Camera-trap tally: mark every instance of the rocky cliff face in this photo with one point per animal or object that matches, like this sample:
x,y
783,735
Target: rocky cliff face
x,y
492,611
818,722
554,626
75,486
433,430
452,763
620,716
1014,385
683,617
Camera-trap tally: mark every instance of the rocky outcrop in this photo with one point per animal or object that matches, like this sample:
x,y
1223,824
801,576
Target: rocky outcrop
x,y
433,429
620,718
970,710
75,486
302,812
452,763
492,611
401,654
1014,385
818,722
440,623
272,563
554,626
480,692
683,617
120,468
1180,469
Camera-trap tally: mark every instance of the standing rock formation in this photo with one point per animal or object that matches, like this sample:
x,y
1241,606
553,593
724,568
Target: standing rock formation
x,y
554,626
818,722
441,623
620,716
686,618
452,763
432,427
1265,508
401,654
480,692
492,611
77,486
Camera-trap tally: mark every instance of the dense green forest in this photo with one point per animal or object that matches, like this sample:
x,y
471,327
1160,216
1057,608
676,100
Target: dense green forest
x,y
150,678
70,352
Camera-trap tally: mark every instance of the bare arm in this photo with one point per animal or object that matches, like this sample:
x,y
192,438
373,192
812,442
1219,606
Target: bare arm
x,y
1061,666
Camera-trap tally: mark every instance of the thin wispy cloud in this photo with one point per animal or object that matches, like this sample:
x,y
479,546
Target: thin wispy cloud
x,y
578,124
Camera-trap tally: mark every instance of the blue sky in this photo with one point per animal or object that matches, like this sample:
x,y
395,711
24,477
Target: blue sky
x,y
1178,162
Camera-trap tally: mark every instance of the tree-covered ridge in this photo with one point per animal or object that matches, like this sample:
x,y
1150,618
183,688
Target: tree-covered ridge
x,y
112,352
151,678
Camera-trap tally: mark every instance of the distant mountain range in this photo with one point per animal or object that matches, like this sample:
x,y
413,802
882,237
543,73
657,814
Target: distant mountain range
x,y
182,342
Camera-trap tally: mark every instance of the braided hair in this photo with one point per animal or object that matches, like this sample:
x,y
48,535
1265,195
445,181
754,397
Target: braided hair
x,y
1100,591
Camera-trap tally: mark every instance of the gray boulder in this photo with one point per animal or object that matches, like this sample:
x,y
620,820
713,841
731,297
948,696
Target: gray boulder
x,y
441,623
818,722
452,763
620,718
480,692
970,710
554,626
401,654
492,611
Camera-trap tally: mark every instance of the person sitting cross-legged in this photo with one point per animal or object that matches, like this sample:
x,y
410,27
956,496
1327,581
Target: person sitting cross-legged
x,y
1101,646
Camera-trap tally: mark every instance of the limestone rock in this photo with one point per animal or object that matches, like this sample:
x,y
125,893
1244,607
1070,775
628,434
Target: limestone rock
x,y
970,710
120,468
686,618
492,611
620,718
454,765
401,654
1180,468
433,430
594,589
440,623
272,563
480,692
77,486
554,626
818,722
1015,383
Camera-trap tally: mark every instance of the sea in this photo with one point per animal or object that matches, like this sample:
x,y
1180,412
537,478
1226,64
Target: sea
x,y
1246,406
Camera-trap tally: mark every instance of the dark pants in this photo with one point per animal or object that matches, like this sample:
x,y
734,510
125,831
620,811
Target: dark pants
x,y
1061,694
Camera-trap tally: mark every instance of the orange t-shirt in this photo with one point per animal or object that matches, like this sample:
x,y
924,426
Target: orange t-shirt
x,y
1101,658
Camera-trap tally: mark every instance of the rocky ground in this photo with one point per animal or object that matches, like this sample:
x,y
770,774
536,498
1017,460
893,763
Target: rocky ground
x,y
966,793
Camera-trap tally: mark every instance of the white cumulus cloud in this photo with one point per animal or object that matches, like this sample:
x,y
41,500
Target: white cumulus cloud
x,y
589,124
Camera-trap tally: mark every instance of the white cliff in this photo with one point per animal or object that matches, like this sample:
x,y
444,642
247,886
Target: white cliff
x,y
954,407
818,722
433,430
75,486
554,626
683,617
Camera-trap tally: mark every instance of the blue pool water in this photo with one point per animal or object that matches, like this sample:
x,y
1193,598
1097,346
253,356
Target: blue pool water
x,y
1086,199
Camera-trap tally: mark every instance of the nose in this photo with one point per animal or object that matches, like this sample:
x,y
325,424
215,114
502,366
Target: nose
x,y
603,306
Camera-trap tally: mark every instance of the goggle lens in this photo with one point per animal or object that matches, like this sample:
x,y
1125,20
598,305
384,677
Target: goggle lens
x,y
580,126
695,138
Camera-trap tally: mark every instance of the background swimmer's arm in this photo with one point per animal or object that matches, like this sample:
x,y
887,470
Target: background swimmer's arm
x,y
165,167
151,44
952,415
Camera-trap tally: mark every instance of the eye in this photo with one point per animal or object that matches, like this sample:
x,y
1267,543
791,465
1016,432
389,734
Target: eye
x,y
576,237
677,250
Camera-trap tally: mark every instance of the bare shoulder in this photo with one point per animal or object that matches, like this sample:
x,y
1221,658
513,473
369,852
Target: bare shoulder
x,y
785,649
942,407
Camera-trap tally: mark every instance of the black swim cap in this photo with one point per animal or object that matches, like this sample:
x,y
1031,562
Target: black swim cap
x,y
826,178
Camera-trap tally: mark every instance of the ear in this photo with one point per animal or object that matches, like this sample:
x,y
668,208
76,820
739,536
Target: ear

************

--- What is needed ---
What's needed is every line of the listing, transcribed word for word.

--- Reply ---
Camera-trap tally: mark every instance of the rocky cliff face in this photo with one point per animal or object that matches, like this sample:
x,y
783,735
Target: rocky cliff face
x,y
492,611
818,722
554,626
75,486
433,430
452,763
620,716
1014,385
683,617
Camera-trap tally: mark every instance of the rocky outcrop in this photo with one point per animal or object that matches, like this sample:
x,y
1223,824
801,576
Target: rocky outcrop
x,y
433,429
620,718
970,710
75,486
302,812
452,763
492,611
401,654
1014,385
818,722
440,623
272,563
554,626
480,692
683,617
120,468
1180,469
Camera-trap tally: mark every instance of the standing rock formation in this photo with one point per animal or object that matches, like this sample:
x,y
1241,606
553,593
724,568
Target: standing rock formation
x,y
554,626
818,722
441,623
620,716
686,618
452,763
432,427
1265,508
401,654
480,692
492,611
77,486
Camera-trap tally: mark every instance of the dense green forest in this photo with one point per animal or object that matches, like this sample:
x,y
471,327
1160,216
1057,608
676,100
Target: dense green forest
x,y
150,678
70,352
Camera-trap tally: mark every instance of the bare arm in this photo with one point per animal or object that matches, like this sample:
x,y
192,438
373,192
812,442
1219,606
Target: bare arm
x,y
1061,666
Camera-trap tally: mark every instance of the thin wispy cloud in this photo with one point per animal or object that matches, like this sample:
x,y
479,546
Target: thin wispy cloud
x,y
578,124
Camera-trap tally: mark every instance of the blue sky in this photo with one point per animal or object that matches, like this sample:
x,y
395,711
24,477
Target: blue sky
x,y
1178,162
Camera-trap tally: mark every instance of the tree-covered ridge in this photo with one point per animal or object that matches, like this sample:
x,y
1150,618
183,688
Target: tree-covered ridge
x,y
112,352
151,678
Camera-trap tally: mark every instance of the distant mountain range in this photo with one point per animal or object that matches, like this sample:
x,y
413,802
882,237
543,73
657,814
Target: distant mountain range
x,y
182,342
Camera-trap tally: mark every instance of the braided hair in this photo with one point per animal or object that matches, like this sample:
x,y
48,535
1265,195
445,181
754,397
Target: braided hair
x,y
1100,591
Camera-trap tally: mark every instance of the gray boulder in this photo with one point per animal or object that matches, like this sample:
x,y
620,820
713,841
731,297
948,696
Target: gray boulder
x,y
441,623
818,722
452,763
620,718
480,692
970,710
554,626
401,654
492,611
Camera-trap tally: mark every instance of the person sitting cross-legged in this photo with one point per animal or object that matches, like this sample:
x,y
410,27
956,496
1327,581
Target: person sitting cross-legged
x,y
1101,646
Camera-trap tally: mark every instance of the limestone rock in this photo with one point per animal or object that matches, like this sample:
x,y
125,893
1244,607
1070,775
628,434
Target: limestone rock
x,y
970,710
120,468
686,618
492,611
620,718
454,765
401,654
1180,468
433,430
594,589
440,623
272,563
480,692
77,486
554,626
818,722
1015,383
Camera-trap tally: mark every instance of the sea in this photo with one point per animal or object that matches, like this sample:
x,y
1180,412
537,478
1226,64
Target: sea
x,y
1246,406
Camera-trap tally: mark every instance of the dark pants in this photo with one point per animal or object that matches, like this sample:
x,y
734,510
125,831
620,811
Target: dark pants
x,y
1061,694
Camera-trap tally: mark every instance of the orange t-shirt in this photo with one point per animal or object that matches, like this sample:
x,y
924,426
Target: orange t-shirt
x,y
1101,658
Camera-trap tally: mark every instance of the rocky ground in this photo with one point per animal or object that matches, like this sample:
x,y
770,774
536,498
1017,460
893,763
Target: rocky ground
x,y
966,793
Camera-trap tally: mark every instance of the white cumulus cloud in this photo with one point per animal or object that matches, like this sample:
x,y
41,500
Target: white cumulus cloud
x,y
589,124
Camera-trap tally: mark every instance of the white cliff in this photo with one point per animal or object that matches, like this sample:
x,y
444,642
247,886
Target: white cliff
x,y
954,407
818,722
433,430
75,486
554,626
683,617
Camera-trap tally: mark every instance of the blue pool water in this photo with one point per animal or object that matches, like this sample:
x,y
1193,598
1097,346
253,356
Target: blue pool water
x,y
1086,199
Camera-trap tally: mark every instance of the nose in this photo with one point per animal or object that matches, like this sample:
x,y
325,424
215,114
502,366
Target: nose
x,y
603,306
Camera-trap tally: mark every instance of the goggle lens in this photo with one point per animal or object that matches, like this sample:
x,y
1125,20
598,305
384,677
Target: goggle lens
x,y
580,126
695,138
Camera-trap tally: mark every instance of the background swimmer's arm in this photo with one point per animal or object that matches, like this sample:
x,y
887,470
Target: background swimmer's arm
x,y
165,167
151,44
952,415
Camera-trap tally: mark every instance of the eye in this photo with one point per animal or object that matches, like this sample:
x,y
1267,543
791,465
1016,432
389,734
Target: eye
x,y
576,237
677,250
Camera-trap tally: mark every instance of the bare shoulder in this photo with one point per animal or object that matches, like this sample:
x,y
1221,658
513,473
369,852
Target: bare shoulder
x,y
785,649
942,407
Camera-trap tally: mark every instance of the black swim cap in this photo with one point per animal or object that matches, like this sample:
x,y
1031,562
Target: black swim cap
x,y
826,178
Camera-trap tally: mark every instance of the ear in this photo with one point per animal or object that matches, like this sample:
x,y
668,208
76,820
739,536
Target: ear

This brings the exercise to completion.